→ **To be done**: Set out everything from the start of the rows down to the line containing "[[[102,18],[103,25],[103,40],[115,39],[116,38],[116,19]]]" as a Markdown table with the columns n and Line, numbering each line and leaving out blank ones.

[Shape labeling rows]
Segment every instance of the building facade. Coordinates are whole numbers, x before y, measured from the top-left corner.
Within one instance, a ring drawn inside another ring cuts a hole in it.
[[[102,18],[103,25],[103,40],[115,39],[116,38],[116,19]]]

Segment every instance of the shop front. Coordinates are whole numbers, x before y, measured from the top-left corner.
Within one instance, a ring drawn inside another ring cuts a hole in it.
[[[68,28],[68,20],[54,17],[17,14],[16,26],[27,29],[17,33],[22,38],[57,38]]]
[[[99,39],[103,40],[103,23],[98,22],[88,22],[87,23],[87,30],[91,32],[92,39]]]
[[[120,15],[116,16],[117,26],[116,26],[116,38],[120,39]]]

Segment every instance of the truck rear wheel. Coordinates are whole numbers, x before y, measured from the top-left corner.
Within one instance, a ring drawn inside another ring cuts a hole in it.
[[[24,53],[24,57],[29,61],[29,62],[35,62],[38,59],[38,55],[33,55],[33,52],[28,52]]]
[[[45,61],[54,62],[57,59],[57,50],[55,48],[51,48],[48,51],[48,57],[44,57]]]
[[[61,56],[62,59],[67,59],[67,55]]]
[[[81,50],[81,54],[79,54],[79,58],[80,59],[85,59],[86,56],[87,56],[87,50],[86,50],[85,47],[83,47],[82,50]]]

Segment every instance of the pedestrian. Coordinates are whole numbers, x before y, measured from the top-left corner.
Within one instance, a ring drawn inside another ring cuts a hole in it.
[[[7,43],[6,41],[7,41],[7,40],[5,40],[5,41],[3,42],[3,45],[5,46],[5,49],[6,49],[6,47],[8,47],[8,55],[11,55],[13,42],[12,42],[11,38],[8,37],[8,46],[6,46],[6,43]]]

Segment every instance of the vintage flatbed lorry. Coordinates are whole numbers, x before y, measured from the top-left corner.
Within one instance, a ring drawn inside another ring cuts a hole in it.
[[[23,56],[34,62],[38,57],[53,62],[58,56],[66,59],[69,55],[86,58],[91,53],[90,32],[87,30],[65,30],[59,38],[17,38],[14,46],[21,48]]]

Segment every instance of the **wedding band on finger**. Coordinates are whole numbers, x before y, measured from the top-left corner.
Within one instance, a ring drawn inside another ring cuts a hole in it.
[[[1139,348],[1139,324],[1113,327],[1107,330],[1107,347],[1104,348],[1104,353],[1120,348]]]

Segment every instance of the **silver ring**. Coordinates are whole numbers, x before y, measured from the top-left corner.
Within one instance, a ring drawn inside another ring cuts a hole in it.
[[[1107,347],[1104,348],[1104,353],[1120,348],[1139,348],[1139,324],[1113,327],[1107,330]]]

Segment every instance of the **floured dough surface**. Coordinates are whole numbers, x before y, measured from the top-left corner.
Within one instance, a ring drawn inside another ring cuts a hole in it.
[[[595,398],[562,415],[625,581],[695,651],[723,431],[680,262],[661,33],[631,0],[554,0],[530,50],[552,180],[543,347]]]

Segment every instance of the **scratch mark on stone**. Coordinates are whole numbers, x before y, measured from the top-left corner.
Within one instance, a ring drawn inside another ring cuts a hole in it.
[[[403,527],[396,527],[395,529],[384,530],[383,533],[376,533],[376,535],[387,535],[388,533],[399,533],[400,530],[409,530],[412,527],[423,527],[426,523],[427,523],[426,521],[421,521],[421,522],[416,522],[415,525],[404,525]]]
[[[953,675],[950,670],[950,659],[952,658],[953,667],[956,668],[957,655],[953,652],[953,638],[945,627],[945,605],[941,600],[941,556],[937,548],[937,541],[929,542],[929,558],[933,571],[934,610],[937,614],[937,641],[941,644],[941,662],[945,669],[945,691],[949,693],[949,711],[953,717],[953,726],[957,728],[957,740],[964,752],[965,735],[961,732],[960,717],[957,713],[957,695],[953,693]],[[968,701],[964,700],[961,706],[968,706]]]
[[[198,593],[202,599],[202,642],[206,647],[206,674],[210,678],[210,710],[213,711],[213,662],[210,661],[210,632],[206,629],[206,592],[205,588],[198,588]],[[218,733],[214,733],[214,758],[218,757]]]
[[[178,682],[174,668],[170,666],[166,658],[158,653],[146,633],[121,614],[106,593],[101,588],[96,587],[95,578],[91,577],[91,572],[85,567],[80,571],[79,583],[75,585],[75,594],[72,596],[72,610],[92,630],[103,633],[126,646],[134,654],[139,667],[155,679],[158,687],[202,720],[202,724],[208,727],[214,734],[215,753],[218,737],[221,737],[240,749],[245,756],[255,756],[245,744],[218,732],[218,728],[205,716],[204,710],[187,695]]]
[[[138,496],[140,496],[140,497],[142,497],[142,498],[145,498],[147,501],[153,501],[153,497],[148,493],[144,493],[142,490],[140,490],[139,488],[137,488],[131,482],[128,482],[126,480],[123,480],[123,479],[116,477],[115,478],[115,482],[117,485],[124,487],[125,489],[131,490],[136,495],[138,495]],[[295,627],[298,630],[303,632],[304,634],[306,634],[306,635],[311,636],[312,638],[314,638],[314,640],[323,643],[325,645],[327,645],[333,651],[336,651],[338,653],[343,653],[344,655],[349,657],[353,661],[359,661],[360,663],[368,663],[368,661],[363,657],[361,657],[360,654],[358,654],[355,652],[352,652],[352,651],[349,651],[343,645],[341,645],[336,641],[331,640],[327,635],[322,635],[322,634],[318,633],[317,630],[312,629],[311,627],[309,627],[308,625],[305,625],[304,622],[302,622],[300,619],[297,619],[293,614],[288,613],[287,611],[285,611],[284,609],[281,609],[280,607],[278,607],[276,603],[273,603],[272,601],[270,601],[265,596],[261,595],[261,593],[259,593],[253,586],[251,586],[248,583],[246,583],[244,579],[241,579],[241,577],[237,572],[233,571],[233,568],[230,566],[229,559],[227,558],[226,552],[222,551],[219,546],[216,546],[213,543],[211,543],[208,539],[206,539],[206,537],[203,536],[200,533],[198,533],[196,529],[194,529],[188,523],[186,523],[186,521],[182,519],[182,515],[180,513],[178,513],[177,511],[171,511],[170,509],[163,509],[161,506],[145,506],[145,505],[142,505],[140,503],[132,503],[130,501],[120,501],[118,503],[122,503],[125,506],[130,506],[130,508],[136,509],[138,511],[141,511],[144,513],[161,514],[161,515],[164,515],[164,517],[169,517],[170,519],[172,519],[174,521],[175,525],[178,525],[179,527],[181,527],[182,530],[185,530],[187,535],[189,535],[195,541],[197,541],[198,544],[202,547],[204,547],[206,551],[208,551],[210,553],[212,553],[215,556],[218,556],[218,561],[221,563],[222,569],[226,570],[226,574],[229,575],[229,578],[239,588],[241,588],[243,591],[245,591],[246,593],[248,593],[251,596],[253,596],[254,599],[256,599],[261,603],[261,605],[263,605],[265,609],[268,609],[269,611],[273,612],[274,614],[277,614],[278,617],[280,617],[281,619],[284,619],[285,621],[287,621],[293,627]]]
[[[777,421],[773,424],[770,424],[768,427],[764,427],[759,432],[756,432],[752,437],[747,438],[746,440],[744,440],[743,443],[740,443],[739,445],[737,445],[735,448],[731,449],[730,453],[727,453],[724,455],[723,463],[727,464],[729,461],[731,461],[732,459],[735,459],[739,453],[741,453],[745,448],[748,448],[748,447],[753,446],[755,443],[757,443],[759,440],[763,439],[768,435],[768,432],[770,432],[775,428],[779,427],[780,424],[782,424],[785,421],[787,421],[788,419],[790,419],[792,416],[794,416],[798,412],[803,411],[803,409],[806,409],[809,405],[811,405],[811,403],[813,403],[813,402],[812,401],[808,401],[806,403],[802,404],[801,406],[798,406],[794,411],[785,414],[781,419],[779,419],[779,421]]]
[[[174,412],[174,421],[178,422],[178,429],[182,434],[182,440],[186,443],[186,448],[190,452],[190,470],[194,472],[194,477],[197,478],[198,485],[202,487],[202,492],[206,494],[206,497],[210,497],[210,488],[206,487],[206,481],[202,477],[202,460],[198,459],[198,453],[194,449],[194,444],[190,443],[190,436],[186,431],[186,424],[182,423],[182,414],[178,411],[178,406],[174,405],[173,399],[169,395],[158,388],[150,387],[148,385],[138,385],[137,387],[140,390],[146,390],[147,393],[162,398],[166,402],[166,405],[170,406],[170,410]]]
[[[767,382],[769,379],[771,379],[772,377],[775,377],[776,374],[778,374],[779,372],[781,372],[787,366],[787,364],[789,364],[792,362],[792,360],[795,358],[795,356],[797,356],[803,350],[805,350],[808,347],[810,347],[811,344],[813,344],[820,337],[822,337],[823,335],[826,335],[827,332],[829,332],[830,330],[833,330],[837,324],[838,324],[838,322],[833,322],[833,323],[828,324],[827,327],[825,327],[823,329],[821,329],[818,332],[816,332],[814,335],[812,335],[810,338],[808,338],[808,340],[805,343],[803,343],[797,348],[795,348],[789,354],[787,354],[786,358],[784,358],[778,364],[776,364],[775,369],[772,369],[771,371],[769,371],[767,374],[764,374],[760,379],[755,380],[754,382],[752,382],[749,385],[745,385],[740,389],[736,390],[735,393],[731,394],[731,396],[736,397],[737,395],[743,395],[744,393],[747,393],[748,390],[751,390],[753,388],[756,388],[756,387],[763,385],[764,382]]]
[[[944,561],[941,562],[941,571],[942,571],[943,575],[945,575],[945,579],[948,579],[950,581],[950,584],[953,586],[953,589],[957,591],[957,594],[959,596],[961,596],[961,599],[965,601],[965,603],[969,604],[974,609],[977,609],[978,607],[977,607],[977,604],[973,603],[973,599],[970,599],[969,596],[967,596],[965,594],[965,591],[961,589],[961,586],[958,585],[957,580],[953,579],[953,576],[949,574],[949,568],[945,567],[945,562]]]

→ **Solved exercise**:
| n | Line |
|---|---|
| 1 | Segment every instance of the building facade. Coordinates are whole numbers, x before y, measured from the top-left corner. |
| 2 | Within one instance, a ring drawn inside another ring cuts a hole in it. |
| 3 | [[[102,18],[103,25],[103,40],[115,39],[116,38],[116,19]]] |